Give the data a second time, exactly and in full.
* Begin Material for this task *
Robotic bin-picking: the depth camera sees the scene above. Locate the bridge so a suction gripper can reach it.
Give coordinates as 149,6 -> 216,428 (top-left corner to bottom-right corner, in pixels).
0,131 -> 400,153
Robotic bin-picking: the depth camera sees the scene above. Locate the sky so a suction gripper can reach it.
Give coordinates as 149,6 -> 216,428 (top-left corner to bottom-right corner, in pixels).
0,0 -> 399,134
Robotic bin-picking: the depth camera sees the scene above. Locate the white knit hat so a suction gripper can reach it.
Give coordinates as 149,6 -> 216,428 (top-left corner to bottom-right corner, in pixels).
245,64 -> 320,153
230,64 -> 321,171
* End Material for this task *
* Reply to the task:
Robotic bin-picking: the depth camera sees the scene above. Locate the bridge so a suction gripper can reach it.
Give coordinates as 149,6 -> 216,428 (top-left corner to bottom-right corner, in pixels).
0,131 -> 400,153
Robotic bin-picking: the depth camera sees the scene above. Locate the sky so a suction gripper can reach it.
Give coordinates as 149,6 -> 216,428 (top-left corner to bottom-right corner, in pixels).
0,0 -> 399,134
Robotic bin-picking: the depth camera sees the scene above. Locate the white knit hat so a suction gripper can reach it.
Give coordinates as 149,6 -> 216,428 (top-left corner to bottom-right corner, in pixels).
245,64 -> 320,153
230,64 -> 321,171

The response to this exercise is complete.